**Instruction**
Report each line of the material below that contains the string "vest". Matching is case-sensitive.

Excerpts from a location annotation dataset
·····
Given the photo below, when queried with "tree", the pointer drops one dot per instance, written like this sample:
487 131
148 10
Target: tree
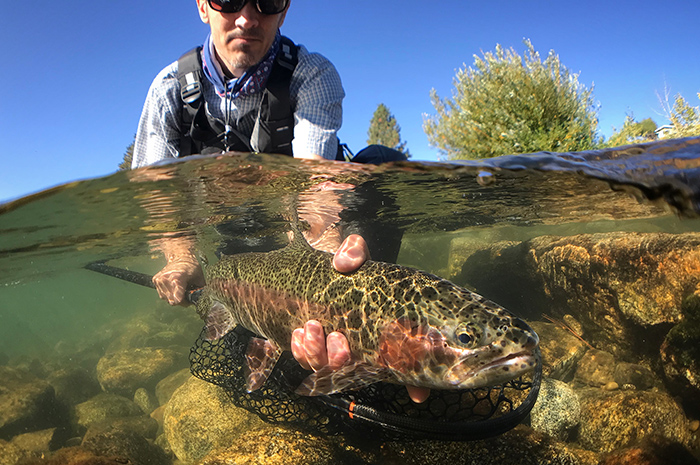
633 132
128 155
384 130
685 120
512 104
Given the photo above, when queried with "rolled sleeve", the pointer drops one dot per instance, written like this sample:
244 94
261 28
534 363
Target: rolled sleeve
158 133
317 92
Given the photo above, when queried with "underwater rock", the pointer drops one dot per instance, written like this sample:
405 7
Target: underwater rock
74 456
125 371
639 376
11 454
557 410
26 403
104 406
168 385
145 400
279 446
561 350
616 283
653 450
124 443
73 385
596 368
40 442
200 418
617 419
522 445
144 425
680 353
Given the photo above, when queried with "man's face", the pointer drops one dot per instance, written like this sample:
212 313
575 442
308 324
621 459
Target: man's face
240 39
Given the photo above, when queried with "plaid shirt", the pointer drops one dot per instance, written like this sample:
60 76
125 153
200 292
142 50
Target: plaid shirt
315 92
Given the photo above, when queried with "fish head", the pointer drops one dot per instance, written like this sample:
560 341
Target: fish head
484 345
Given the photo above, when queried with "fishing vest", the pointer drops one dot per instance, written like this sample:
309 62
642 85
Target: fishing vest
274 126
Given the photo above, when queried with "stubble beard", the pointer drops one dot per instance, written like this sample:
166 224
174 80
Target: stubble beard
245 56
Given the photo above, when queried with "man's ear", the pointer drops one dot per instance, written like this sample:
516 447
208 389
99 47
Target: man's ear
203 9
284 15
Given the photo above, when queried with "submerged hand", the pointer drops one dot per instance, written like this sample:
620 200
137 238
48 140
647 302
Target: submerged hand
173 280
312 348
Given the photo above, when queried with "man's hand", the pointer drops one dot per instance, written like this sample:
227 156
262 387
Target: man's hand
312 348
181 271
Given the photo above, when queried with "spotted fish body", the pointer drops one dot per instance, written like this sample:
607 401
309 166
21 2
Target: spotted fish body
402 325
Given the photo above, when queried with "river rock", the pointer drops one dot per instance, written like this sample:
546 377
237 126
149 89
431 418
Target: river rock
613 420
125 371
74 455
596 368
11 454
680 353
26 403
636 375
73 385
557 411
616 283
145 400
104 406
522 445
40 442
279 446
653 450
561 350
115 441
200 418
168 385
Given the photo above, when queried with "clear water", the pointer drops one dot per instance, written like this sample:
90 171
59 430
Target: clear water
50 305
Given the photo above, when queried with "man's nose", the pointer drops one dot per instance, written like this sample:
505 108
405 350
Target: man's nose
248 17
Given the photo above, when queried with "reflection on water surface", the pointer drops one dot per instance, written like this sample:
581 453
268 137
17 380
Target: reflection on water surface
598 251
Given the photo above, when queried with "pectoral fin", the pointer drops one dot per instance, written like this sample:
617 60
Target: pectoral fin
351 376
218 321
261 357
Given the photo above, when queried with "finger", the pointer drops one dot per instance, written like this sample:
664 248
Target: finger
338 349
315 345
298 348
169 287
351 254
418 395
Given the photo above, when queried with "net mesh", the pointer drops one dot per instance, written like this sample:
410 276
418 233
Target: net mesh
383 410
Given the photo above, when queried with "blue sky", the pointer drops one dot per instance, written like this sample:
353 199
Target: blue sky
75 73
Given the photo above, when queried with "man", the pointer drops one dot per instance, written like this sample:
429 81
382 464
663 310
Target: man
242 60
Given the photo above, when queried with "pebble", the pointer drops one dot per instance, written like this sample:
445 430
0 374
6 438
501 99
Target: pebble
611 386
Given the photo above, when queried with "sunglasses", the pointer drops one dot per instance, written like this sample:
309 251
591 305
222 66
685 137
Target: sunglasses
266 7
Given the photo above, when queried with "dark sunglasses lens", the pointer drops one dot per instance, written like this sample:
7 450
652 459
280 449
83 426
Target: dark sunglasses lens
267 7
227 6
272 7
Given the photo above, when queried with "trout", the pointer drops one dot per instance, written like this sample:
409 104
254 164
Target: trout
403 325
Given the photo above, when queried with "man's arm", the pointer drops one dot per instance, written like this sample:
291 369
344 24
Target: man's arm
158 132
317 93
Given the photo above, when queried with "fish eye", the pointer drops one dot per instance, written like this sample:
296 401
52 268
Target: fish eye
464 336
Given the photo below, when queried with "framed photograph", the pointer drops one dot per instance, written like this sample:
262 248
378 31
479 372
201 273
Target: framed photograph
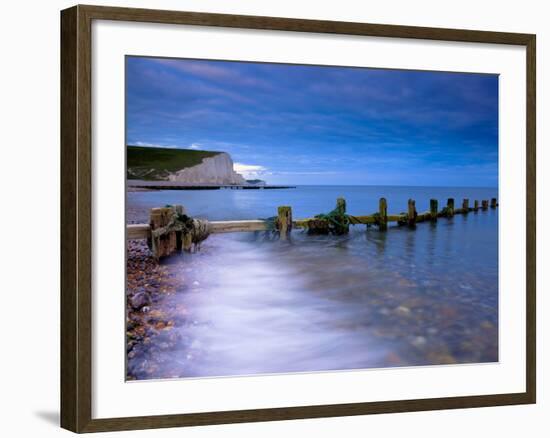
·····
**The completed task**
Given the photo above, when queried with "fishing vest", the pointer drops one dot per instance, written like this sample:
Target: fishing vest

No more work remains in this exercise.